Aim: Give the number of lines in the listing below that contain the word "barrier", and reply with that number alone. Case counts.

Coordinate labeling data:

————————

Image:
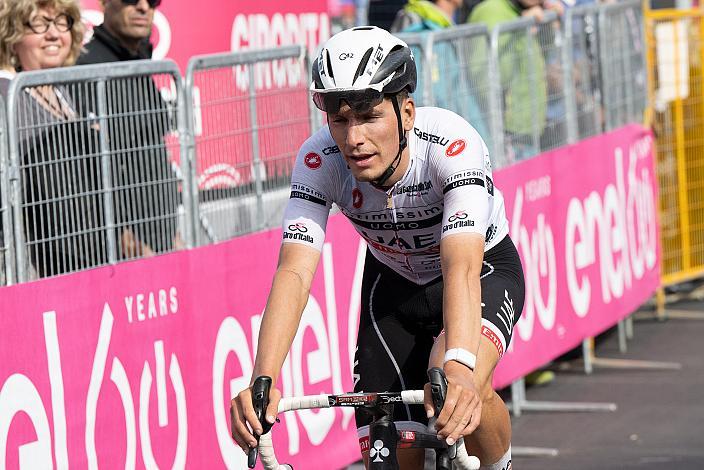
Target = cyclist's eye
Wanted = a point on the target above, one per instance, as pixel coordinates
(38, 24)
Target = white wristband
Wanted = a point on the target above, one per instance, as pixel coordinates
(462, 356)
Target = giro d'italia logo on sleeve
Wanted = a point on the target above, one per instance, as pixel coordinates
(456, 148)
(313, 161)
(357, 198)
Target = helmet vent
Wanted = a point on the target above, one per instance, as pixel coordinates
(330, 72)
(362, 64)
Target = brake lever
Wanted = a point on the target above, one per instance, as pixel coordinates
(260, 401)
(438, 391)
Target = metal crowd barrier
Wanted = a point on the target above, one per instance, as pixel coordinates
(93, 153)
(7, 267)
(249, 112)
(675, 41)
(622, 57)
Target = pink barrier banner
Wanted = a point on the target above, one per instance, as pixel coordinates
(133, 366)
(584, 219)
(183, 29)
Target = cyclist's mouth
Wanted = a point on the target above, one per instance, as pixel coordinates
(361, 160)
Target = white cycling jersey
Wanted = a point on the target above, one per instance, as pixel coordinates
(446, 189)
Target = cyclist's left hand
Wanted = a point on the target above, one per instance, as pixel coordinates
(462, 411)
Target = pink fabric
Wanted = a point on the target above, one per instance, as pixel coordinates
(584, 219)
(137, 362)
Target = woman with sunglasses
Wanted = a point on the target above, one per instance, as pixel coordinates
(61, 204)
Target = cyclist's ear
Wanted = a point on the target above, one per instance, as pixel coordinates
(428, 401)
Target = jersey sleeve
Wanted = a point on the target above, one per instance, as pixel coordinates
(308, 207)
(460, 172)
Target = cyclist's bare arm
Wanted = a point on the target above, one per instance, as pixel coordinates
(461, 259)
(287, 299)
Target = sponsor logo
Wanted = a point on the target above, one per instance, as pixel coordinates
(357, 198)
(457, 220)
(490, 232)
(407, 435)
(364, 443)
(416, 189)
(494, 339)
(331, 150)
(378, 452)
(433, 139)
(299, 233)
(456, 148)
(386, 399)
(313, 161)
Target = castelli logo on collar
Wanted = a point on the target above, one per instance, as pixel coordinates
(357, 198)
(456, 148)
(313, 161)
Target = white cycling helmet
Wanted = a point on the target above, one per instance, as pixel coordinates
(360, 66)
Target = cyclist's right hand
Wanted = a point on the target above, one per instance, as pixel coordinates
(243, 420)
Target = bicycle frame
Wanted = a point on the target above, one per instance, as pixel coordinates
(384, 438)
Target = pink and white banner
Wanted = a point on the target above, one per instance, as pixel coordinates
(584, 219)
(133, 366)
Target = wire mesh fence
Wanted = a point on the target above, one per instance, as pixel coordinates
(583, 84)
(251, 111)
(622, 61)
(6, 242)
(95, 151)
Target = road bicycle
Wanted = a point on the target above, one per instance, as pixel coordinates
(384, 438)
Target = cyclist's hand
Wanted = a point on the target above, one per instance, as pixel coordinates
(462, 411)
(243, 420)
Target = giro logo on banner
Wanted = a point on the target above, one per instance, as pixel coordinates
(456, 148)
(313, 161)
(357, 198)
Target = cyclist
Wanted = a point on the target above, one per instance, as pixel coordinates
(440, 268)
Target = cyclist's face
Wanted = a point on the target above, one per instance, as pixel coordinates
(129, 23)
(369, 141)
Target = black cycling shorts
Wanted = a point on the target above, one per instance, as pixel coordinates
(400, 321)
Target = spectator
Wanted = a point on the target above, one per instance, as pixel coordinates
(381, 13)
(62, 207)
(146, 186)
(451, 89)
(523, 83)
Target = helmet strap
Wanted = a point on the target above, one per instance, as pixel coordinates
(402, 142)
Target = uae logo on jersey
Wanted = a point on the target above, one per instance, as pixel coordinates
(357, 198)
(313, 161)
(456, 148)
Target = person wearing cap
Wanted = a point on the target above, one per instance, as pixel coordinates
(146, 187)
(442, 285)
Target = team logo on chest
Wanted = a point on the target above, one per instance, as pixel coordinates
(313, 161)
(357, 198)
(456, 148)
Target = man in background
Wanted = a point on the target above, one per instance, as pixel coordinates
(146, 197)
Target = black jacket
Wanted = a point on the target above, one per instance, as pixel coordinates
(146, 189)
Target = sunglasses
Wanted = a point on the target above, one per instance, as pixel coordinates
(152, 3)
(360, 101)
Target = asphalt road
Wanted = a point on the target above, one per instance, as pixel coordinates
(659, 420)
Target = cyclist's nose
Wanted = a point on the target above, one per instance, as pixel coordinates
(355, 135)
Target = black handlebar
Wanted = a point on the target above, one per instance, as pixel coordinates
(260, 401)
(438, 391)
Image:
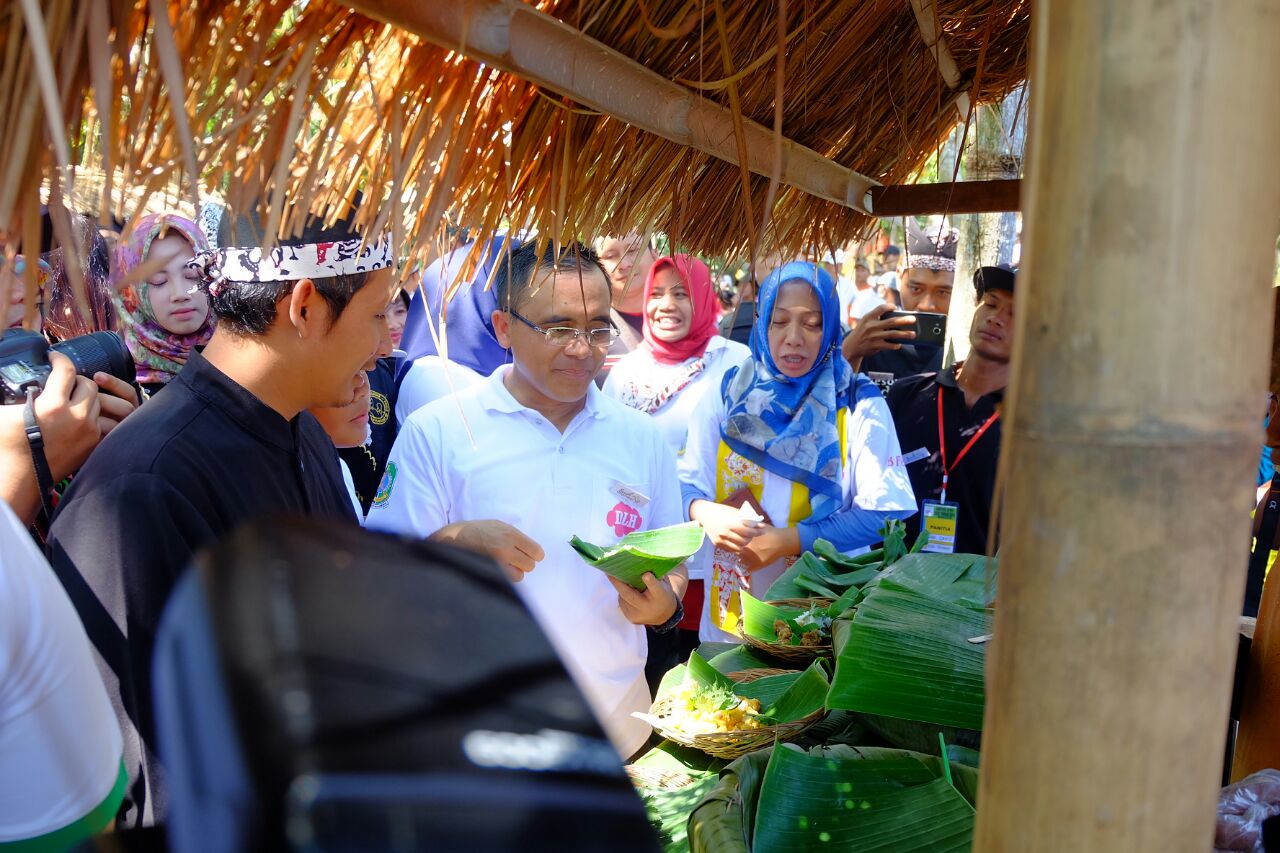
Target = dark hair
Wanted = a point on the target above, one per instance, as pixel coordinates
(516, 268)
(250, 308)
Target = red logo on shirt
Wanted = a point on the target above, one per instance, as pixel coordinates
(624, 519)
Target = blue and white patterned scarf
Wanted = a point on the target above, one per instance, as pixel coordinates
(787, 425)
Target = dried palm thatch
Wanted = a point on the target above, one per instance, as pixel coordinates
(287, 108)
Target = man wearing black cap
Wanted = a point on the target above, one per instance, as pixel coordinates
(949, 425)
(882, 349)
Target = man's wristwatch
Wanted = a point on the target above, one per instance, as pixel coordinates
(670, 625)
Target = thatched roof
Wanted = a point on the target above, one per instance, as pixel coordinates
(325, 103)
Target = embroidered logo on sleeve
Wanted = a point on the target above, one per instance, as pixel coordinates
(379, 409)
(624, 519)
(384, 488)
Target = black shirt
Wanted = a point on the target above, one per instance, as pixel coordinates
(909, 361)
(972, 484)
(178, 474)
(368, 461)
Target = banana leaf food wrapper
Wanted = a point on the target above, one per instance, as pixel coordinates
(657, 551)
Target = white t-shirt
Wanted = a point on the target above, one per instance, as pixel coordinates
(638, 369)
(863, 302)
(426, 381)
(551, 486)
(874, 478)
(60, 746)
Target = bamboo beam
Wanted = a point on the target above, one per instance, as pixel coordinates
(521, 40)
(927, 21)
(960, 197)
(1132, 434)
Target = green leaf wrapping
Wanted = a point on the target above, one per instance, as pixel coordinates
(657, 551)
(824, 801)
(789, 697)
(946, 576)
(906, 655)
(743, 657)
(784, 698)
(725, 820)
(822, 575)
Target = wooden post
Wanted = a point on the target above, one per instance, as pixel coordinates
(1134, 423)
(520, 39)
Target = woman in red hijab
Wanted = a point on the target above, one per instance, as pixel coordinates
(682, 359)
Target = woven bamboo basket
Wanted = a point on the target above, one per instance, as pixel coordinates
(785, 651)
(735, 744)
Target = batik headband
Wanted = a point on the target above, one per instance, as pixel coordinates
(292, 263)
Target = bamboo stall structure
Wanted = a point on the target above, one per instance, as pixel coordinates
(762, 126)
(1132, 434)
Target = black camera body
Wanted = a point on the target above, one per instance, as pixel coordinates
(24, 360)
(931, 329)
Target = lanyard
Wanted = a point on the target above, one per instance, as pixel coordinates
(942, 443)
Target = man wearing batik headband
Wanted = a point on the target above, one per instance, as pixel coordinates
(880, 347)
(228, 441)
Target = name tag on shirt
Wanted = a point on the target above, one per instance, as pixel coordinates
(940, 523)
(915, 456)
(629, 493)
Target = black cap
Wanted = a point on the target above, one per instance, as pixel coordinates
(995, 278)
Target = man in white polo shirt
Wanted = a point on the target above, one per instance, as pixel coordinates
(534, 455)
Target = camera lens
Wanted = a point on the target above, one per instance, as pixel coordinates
(99, 351)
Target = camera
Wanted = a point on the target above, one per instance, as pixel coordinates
(931, 329)
(24, 360)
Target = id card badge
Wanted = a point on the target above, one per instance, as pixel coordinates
(940, 520)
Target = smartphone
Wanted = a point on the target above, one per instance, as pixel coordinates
(931, 329)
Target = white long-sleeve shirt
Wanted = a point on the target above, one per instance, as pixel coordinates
(551, 486)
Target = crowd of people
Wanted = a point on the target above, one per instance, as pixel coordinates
(558, 391)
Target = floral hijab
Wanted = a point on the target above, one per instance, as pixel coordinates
(158, 352)
(787, 425)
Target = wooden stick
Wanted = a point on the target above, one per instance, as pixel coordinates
(926, 199)
(519, 39)
(1129, 454)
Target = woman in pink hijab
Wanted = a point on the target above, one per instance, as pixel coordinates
(681, 360)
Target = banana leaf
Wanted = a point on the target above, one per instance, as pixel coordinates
(895, 541)
(743, 657)
(784, 698)
(919, 737)
(959, 578)
(842, 799)
(963, 766)
(668, 810)
(792, 696)
(758, 617)
(833, 578)
(725, 820)
(841, 561)
(905, 655)
(657, 551)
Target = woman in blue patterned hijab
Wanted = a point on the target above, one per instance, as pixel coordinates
(794, 448)
(782, 405)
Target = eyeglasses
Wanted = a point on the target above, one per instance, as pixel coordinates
(562, 336)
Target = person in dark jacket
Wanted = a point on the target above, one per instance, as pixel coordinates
(229, 439)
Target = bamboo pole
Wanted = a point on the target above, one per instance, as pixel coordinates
(1133, 427)
(536, 46)
(927, 21)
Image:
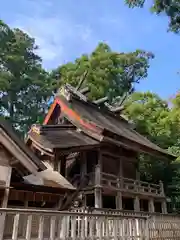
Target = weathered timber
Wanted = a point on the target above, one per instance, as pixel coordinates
(82, 224)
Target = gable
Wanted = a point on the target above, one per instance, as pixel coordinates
(15, 151)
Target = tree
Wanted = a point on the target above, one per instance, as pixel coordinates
(169, 8)
(109, 73)
(153, 118)
(23, 82)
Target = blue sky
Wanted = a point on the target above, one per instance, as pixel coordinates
(64, 29)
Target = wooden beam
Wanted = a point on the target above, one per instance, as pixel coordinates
(84, 90)
(100, 100)
(82, 80)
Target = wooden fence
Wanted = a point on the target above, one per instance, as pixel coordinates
(44, 224)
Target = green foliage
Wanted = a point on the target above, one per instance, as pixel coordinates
(23, 83)
(169, 8)
(161, 124)
(110, 73)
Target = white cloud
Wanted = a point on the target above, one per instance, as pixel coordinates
(51, 33)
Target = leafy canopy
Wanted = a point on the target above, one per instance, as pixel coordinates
(110, 73)
(23, 82)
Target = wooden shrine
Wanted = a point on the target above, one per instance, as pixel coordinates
(96, 149)
(25, 181)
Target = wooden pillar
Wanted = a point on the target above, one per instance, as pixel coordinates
(161, 188)
(5, 200)
(164, 206)
(83, 164)
(136, 204)
(98, 190)
(119, 200)
(151, 205)
(62, 165)
(119, 185)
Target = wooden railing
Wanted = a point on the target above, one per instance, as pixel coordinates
(81, 224)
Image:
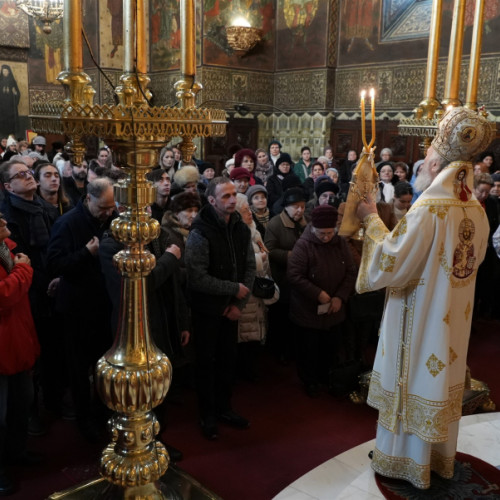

————————

Task answer: 2